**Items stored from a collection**
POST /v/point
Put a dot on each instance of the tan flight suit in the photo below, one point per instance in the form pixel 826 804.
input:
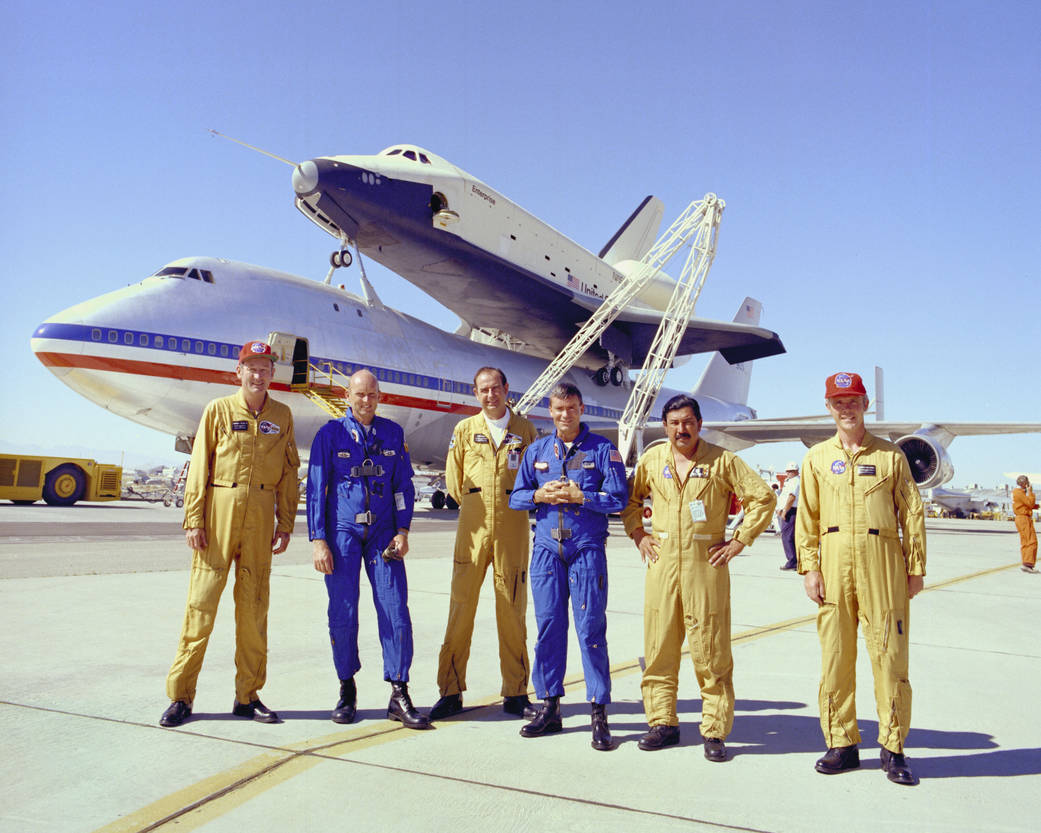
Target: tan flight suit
pixel 480 477
pixel 685 596
pixel 1023 505
pixel 243 474
pixel 861 524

**GOAL**
Output every line of the records above verbatim, but omit the pictures.

**OUTPUT OF THE TASK**
POST /v/point
Put a dot on each instance of the tan flight suit in the photo below, one point per instance in the form pixel 826 804.
input:
Target: tan flight suit
pixel 480 477
pixel 685 596
pixel 1023 505
pixel 243 474
pixel 861 524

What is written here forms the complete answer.